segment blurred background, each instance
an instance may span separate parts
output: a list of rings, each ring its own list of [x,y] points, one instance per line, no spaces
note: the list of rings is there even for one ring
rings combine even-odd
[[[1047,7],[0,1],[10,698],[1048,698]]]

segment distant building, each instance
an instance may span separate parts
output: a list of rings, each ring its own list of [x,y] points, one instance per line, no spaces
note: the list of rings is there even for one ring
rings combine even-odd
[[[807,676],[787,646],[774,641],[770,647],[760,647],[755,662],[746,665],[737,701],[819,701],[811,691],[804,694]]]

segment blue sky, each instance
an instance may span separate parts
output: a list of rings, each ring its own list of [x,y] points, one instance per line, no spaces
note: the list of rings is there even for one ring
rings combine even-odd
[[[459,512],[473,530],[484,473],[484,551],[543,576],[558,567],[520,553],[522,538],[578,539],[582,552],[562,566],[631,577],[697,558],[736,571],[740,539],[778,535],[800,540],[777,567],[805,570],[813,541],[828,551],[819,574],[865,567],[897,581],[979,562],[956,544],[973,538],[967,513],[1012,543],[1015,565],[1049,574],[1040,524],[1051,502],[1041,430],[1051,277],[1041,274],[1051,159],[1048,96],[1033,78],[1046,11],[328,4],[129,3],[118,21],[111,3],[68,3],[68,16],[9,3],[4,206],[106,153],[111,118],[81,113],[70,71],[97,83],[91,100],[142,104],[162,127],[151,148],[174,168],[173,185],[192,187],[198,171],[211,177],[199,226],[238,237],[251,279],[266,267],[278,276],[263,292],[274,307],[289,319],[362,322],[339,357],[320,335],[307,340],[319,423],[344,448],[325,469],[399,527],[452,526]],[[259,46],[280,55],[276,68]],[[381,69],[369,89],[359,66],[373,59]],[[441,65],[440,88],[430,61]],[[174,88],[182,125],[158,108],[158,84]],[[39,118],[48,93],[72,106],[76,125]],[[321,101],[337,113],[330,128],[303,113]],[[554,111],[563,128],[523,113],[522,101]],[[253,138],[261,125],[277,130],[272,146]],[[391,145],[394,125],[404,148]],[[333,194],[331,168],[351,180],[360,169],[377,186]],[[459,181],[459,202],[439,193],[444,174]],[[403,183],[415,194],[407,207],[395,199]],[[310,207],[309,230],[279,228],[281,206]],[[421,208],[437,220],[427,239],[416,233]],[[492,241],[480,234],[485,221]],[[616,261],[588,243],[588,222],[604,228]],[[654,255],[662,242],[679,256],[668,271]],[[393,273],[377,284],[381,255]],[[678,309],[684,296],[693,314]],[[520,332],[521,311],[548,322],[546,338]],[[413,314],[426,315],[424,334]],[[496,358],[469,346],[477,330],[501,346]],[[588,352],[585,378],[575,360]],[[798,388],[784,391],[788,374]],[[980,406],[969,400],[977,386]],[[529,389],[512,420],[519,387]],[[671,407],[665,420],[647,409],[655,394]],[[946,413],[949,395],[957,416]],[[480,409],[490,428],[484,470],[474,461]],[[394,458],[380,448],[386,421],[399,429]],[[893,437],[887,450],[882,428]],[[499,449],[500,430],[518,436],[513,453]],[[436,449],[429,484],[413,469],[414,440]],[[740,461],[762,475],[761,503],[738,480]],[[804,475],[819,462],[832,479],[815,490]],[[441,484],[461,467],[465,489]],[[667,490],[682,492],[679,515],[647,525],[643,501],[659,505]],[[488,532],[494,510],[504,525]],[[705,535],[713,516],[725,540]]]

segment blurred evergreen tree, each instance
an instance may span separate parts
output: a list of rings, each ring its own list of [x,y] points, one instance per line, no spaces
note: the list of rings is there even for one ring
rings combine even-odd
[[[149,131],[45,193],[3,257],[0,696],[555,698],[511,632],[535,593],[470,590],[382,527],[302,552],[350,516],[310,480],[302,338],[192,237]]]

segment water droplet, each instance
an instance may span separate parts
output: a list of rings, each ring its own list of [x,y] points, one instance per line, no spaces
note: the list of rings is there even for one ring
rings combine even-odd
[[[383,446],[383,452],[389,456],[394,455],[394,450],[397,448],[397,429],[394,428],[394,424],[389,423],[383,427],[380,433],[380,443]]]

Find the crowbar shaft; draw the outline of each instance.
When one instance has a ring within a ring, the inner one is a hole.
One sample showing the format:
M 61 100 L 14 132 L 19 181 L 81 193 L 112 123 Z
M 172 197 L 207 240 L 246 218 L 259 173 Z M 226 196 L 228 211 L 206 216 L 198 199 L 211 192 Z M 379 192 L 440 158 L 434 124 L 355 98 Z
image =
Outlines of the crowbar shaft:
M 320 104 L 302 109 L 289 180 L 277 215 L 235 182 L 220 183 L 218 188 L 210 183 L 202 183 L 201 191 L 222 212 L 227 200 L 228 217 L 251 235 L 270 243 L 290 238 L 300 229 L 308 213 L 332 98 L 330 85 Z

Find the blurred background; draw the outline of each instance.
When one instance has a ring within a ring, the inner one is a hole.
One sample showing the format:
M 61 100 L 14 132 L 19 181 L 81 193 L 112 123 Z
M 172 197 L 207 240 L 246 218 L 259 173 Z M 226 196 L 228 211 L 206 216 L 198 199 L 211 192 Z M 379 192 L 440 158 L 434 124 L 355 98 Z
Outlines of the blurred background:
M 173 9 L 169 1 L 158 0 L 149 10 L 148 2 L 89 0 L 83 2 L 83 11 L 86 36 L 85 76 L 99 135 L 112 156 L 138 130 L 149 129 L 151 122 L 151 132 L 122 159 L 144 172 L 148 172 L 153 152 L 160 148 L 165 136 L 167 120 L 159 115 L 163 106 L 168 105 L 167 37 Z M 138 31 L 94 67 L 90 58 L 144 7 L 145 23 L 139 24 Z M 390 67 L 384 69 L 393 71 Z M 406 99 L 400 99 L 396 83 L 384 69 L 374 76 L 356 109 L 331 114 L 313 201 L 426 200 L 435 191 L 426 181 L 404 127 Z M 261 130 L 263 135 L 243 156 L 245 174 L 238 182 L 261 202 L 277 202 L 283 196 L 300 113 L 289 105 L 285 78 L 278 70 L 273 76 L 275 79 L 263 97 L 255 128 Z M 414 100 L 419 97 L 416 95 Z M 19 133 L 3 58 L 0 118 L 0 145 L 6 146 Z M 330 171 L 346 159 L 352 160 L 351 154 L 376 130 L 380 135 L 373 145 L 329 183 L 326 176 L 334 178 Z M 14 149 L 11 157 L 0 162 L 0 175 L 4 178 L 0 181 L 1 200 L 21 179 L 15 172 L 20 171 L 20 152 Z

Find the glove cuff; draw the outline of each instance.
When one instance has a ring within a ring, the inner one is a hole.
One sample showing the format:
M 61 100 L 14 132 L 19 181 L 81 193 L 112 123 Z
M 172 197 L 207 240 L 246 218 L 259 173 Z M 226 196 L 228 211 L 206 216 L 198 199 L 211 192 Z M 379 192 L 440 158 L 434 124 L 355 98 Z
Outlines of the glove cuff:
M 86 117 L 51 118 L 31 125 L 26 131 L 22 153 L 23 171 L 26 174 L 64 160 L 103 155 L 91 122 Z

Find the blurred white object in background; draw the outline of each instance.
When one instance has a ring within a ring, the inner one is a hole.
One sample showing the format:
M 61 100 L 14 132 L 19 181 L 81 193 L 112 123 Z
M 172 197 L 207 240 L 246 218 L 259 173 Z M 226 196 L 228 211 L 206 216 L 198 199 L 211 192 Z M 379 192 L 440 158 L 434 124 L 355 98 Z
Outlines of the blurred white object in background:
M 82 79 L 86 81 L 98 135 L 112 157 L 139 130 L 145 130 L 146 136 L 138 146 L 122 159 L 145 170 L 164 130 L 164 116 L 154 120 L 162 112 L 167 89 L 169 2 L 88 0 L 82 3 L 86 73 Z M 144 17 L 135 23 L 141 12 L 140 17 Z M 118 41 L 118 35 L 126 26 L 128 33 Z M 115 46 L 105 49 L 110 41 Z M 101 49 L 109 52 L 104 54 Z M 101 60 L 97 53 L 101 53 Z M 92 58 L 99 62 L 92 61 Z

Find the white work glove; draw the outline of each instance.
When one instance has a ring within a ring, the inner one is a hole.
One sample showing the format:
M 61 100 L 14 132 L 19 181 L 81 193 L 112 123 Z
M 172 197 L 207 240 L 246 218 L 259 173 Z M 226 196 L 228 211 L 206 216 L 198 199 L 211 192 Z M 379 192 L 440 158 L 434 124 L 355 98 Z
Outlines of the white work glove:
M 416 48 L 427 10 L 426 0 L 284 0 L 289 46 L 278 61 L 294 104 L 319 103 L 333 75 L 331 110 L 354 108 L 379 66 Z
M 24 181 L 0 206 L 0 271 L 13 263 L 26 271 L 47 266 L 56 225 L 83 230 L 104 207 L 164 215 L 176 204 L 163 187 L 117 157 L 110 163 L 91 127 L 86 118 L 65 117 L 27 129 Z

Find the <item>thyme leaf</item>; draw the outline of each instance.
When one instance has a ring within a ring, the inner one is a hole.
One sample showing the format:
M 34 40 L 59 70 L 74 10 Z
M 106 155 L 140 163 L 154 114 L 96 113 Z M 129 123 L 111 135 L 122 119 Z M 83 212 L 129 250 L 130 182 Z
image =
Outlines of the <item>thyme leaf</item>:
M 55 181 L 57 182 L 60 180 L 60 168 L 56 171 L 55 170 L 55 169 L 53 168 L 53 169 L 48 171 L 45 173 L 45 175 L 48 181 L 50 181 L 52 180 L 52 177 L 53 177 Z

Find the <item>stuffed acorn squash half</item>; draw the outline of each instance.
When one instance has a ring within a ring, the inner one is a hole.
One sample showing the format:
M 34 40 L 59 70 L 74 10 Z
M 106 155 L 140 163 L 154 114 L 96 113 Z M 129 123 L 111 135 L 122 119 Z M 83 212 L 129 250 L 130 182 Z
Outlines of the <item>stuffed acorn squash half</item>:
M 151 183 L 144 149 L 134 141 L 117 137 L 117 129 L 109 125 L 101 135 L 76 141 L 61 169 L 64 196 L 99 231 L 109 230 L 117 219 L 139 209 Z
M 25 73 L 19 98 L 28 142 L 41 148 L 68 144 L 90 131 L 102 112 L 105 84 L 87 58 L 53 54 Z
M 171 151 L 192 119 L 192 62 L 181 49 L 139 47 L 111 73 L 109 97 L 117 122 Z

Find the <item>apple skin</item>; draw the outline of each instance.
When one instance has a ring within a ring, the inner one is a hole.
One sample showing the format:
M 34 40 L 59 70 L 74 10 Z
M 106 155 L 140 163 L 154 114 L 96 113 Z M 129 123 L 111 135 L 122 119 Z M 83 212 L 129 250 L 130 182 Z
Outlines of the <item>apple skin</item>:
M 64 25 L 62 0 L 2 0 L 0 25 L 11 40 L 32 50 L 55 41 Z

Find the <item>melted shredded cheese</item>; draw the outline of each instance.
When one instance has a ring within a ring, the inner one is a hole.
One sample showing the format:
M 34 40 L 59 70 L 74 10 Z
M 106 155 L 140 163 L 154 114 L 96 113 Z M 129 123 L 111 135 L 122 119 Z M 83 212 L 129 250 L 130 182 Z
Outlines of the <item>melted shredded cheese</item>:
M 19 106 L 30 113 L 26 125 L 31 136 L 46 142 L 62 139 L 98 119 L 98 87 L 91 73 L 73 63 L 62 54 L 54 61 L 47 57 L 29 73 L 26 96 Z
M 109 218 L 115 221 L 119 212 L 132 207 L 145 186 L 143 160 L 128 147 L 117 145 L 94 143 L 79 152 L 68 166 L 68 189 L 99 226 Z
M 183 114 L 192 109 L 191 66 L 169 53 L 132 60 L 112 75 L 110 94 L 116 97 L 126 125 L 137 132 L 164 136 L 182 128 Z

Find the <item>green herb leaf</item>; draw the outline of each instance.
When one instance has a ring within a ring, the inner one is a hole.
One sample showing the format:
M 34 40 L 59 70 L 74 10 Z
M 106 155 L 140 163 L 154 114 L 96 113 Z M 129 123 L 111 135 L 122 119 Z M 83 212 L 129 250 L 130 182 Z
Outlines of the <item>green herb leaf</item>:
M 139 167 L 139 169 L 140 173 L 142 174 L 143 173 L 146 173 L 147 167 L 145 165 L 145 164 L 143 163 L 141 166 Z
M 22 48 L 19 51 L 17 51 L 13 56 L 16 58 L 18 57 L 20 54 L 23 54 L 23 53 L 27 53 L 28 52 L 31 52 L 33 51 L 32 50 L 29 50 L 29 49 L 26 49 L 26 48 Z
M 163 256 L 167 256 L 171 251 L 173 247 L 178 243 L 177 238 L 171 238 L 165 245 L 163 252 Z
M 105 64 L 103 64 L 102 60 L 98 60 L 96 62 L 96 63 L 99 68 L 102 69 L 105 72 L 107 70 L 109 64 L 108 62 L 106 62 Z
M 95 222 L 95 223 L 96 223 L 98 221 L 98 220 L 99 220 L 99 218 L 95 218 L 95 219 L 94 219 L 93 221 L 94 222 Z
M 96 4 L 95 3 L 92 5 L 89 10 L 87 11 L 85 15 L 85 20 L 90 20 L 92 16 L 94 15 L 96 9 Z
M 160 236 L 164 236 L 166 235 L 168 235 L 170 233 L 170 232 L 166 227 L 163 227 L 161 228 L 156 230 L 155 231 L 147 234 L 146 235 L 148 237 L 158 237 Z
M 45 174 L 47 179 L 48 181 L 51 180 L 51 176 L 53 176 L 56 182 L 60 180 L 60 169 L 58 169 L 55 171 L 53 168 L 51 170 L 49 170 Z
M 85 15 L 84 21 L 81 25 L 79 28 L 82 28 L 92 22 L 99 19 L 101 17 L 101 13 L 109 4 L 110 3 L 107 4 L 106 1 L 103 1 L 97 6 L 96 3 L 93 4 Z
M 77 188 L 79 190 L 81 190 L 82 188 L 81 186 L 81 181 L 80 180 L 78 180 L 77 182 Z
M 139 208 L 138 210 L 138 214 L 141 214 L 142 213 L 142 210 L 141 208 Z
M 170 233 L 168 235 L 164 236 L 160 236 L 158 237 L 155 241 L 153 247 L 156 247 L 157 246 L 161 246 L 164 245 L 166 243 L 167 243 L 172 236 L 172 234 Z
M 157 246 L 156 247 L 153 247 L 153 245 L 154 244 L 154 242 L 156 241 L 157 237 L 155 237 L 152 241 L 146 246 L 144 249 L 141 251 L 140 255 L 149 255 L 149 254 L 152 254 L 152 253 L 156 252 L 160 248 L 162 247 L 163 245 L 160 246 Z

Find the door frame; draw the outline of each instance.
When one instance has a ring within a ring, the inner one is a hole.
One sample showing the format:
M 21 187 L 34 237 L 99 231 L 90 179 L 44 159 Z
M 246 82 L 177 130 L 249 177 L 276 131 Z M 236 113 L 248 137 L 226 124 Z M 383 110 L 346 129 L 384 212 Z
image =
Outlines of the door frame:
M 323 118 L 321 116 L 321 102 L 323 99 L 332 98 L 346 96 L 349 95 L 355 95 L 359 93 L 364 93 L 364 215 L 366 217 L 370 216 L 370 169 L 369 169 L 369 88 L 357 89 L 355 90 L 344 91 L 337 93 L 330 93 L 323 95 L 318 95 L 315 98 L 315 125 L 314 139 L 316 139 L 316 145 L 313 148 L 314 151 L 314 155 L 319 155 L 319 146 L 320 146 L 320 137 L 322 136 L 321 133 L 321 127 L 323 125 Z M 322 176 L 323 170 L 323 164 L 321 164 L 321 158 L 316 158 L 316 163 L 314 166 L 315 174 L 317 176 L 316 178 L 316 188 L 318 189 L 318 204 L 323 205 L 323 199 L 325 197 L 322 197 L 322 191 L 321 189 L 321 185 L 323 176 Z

» DIRECTIVE: Rewrite the material above as a numbered list, one item per line and blank lines left out. Begin at the line that contains "Find the <item>stuffed" and stop after the line that contains "M 25 73 L 19".

» RESPONSE TO THIS TASK:
1. Find the <item>stuffed acorn squash half</item>; draw the outline of each instance.
2. When one instance has a ring within a ring, the inner one is a hole.
3. One sample showing the format:
4. M 34 40 L 59 70 L 74 10 Z
5. M 106 155 L 140 163 L 154 114 L 96 113 Z M 129 123 L 111 135 L 122 119 Z M 83 212 L 129 250 L 130 182 Z
6. Outlines of the <item>stuffed acorn squash half</item>:
7. M 151 183 L 144 149 L 134 141 L 117 137 L 117 129 L 109 125 L 101 135 L 76 141 L 61 169 L 64 196 L 99 231 L 109 230 L 117 219 L 139 209 Z
8. M 25 73 L 19 98 L 28 142 L 41 148 L 68 144 L 90 131 L 102 112 L 105 84 L 87 58 L 53 54 Z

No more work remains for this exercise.